◆ Brano scelto ◆

«La mia malinconia è solo colpa tua, e di qualche film anni Ottanta», cantava Tommaso Paradiso nel suo primo singolo passato in radio, Fine dell’estate. Era il 2015. Mi torna in mente stamattina, mentre posa qui al cinema The Space Moderno di Roma, dietro al backdrop del suo film Sulle nuvole coi protagonisti Marco Cocci e Barbara Ronchi.

Avrei dovuto immaginarlo, la prima volta che l’ho incontrato, che sarebbe riuscito anche a fare il regista. Il cinema è da sempre una sua passione, forse perfino precedente alla musica. Ricordo che per raccontarmi come si era innamorato di un’amica che, mesi e mesi dopo, divenne la sua fidanzata, mi citò titoli di film italiani a me sconosciuti. Insieme passavano le domeniche sul divano e si divertivano a commentarli.

«Carolina mi piace anche per questo», confidò con entusiasmo in quell’intervista prima del suo debutto a Milano. Aggiungendo che poi però, tra loro, non succedeva niente. Che lui continuava a lasciargli biglietti omaggio alla cassa ma lei non si presentava ai suoi concerti. Era novembre 2016.

◆ Obiettivo ◆
Riscrivi il brano su Tommaso Paradiso partendo da "Avrei dovuto immaginarlo, la" e arrivando fino a "divertivano a commentarli.", con "sofà" al posto di "divano".

◆ Estratti dei dati ◆
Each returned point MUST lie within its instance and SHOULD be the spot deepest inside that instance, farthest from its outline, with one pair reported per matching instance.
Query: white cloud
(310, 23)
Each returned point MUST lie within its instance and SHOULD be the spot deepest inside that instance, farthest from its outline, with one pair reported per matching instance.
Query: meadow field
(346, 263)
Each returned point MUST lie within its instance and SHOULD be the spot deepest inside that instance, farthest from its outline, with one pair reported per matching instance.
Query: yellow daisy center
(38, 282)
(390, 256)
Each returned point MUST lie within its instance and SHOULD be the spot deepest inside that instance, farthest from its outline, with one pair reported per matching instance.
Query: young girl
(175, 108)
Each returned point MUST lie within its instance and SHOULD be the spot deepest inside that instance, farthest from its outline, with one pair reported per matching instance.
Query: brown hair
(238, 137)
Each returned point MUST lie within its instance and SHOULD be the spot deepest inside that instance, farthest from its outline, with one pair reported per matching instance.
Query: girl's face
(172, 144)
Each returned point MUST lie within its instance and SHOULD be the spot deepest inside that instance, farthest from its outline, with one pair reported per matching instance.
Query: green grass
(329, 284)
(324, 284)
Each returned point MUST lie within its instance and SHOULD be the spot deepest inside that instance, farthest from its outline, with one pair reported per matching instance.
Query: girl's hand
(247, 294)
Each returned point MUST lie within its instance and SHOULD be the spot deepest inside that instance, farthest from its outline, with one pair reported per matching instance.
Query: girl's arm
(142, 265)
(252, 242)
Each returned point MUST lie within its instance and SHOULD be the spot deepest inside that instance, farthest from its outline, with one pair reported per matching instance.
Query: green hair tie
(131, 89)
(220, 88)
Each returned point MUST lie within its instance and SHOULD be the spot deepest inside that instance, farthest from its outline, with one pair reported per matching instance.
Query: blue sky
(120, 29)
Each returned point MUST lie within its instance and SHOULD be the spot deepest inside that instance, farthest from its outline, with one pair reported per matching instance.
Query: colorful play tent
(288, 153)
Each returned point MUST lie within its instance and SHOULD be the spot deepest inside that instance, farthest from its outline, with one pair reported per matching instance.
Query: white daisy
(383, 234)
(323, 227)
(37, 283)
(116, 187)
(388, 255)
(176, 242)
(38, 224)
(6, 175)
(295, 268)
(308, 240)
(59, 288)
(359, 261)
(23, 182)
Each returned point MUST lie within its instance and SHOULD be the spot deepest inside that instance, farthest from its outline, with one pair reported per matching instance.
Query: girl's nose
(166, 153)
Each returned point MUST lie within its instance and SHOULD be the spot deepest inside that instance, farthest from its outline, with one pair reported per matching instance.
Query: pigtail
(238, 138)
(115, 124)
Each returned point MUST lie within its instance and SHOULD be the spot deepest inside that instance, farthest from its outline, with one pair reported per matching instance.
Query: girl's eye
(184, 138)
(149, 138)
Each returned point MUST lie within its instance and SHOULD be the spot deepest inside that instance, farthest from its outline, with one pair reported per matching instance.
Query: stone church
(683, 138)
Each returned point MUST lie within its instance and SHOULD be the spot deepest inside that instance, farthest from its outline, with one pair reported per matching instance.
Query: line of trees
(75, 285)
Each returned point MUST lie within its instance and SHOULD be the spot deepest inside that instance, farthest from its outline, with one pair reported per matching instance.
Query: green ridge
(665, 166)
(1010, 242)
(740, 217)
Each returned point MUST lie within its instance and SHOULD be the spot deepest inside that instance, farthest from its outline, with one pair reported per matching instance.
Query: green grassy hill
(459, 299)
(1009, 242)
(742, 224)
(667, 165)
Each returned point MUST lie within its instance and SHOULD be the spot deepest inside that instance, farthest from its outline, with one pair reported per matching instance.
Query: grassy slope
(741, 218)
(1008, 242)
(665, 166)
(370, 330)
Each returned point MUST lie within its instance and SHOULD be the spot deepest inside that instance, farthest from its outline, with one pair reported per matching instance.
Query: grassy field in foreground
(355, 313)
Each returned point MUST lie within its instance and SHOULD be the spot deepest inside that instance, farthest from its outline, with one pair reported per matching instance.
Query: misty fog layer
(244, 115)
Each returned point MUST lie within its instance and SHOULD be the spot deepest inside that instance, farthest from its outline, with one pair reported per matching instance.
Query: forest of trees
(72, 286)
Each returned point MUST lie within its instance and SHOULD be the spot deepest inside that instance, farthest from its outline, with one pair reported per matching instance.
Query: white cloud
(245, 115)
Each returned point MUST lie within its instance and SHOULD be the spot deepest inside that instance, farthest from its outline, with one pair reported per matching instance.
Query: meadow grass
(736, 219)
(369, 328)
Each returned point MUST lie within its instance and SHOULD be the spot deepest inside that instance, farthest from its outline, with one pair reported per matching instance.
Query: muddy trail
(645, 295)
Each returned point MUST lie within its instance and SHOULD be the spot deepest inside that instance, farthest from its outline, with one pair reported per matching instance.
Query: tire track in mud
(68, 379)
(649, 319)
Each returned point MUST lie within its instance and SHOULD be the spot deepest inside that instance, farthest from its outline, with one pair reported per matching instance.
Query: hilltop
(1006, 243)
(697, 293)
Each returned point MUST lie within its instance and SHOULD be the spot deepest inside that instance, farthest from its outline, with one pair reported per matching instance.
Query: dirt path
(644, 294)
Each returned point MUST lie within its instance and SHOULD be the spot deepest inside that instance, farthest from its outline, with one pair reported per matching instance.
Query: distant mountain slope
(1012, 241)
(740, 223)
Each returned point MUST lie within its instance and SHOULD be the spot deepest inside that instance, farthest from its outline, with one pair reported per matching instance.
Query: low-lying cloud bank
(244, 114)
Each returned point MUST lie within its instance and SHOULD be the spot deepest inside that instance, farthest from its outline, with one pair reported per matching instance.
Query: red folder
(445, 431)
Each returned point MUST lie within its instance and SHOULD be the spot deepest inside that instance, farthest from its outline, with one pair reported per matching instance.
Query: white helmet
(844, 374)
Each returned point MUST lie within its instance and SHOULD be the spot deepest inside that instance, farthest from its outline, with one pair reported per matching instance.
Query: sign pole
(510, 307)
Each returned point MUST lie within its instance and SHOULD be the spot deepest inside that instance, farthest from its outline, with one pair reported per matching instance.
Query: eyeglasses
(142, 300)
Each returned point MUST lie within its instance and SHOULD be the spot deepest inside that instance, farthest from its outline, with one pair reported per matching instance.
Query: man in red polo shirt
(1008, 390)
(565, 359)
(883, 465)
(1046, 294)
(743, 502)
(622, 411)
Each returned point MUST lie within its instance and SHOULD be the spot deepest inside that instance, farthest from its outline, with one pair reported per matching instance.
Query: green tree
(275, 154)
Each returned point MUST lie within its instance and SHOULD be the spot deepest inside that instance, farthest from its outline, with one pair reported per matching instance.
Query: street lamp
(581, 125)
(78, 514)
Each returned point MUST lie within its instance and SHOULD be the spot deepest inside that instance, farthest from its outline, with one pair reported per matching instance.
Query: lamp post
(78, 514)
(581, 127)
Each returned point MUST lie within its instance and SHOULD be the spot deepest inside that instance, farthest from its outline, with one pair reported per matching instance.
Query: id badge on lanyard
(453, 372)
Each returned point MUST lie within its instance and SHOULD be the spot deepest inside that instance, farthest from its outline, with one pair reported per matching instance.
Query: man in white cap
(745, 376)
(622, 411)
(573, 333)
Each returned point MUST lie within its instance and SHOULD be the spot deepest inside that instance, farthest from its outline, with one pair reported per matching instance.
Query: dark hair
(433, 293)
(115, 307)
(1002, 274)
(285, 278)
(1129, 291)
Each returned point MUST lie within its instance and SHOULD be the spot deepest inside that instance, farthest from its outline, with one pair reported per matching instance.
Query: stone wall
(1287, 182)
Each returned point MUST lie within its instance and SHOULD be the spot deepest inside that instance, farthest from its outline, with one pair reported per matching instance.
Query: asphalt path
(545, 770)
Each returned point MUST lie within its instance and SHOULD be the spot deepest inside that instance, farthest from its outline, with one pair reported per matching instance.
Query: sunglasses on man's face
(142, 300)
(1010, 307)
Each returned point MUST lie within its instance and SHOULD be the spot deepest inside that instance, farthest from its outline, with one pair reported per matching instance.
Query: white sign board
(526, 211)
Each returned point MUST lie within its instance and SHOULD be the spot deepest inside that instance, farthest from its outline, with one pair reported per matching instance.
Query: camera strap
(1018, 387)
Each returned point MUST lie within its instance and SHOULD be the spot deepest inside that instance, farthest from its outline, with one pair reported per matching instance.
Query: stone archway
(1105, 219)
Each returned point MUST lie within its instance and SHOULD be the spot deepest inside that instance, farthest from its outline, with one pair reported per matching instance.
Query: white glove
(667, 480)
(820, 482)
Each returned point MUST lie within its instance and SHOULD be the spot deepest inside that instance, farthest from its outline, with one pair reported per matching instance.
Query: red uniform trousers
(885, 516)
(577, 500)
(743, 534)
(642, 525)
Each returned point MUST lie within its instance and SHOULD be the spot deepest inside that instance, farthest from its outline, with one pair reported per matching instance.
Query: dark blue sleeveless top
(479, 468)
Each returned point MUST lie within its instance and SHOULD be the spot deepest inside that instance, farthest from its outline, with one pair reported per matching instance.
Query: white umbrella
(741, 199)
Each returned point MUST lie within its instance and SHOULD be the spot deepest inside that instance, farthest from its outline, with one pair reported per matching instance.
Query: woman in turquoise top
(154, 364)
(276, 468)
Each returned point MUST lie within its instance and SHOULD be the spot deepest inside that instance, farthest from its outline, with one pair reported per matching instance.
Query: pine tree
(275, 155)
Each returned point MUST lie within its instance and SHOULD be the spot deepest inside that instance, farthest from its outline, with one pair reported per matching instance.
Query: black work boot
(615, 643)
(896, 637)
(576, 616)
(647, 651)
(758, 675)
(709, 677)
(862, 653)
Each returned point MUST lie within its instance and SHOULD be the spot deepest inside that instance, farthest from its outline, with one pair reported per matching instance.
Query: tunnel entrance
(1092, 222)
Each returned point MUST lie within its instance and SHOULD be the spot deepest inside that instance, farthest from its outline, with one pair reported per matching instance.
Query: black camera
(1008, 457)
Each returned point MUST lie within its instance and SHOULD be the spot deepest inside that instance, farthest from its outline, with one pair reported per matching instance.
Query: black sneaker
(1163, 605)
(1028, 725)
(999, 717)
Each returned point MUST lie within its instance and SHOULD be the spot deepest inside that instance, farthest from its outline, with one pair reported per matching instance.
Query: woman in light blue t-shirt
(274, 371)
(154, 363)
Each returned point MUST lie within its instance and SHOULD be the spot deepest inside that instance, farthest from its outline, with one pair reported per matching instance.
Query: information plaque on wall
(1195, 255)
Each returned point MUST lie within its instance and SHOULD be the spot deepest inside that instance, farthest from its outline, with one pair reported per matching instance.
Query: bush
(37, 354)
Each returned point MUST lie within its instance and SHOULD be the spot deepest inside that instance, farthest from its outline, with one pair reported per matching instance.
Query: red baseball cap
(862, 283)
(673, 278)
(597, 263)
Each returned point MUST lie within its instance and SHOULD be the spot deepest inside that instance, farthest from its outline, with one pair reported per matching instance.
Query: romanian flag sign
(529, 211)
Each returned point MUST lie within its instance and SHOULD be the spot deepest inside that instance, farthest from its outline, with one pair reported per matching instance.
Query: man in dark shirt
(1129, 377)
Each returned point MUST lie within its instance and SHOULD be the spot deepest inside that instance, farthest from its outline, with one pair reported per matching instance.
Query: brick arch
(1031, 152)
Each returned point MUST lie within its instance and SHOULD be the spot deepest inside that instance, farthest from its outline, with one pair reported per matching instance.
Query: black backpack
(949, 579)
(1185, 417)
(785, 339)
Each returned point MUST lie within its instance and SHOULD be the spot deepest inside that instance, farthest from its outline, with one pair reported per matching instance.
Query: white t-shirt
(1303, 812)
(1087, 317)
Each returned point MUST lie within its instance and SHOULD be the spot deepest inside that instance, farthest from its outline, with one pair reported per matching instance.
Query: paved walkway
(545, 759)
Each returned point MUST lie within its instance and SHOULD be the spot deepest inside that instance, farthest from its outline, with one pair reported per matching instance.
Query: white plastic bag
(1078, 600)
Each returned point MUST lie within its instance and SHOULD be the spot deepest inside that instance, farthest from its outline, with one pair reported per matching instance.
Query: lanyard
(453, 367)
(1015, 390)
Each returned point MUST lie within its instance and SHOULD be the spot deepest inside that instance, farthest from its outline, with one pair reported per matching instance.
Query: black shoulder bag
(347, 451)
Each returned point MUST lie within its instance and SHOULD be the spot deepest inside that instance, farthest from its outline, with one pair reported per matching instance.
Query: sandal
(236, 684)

◆ Risposta completa ◆
Avrei dovuto immaginarlo, la prima volta che l’ho incontrato, che sarebbe riuscito anche a fare il regista. Il cinema è da sempre una sua passione, forse perfino precedente alla musica. Ricordo che per raccontarmi come si era innamorato di un’amica che, mesi e mesi dopo, divenne la sua fidanzata, mi citò titoli di film italiani a me sconosciuti. Insieme passavano le domeniche sul sofà e si divertivano a commentarli.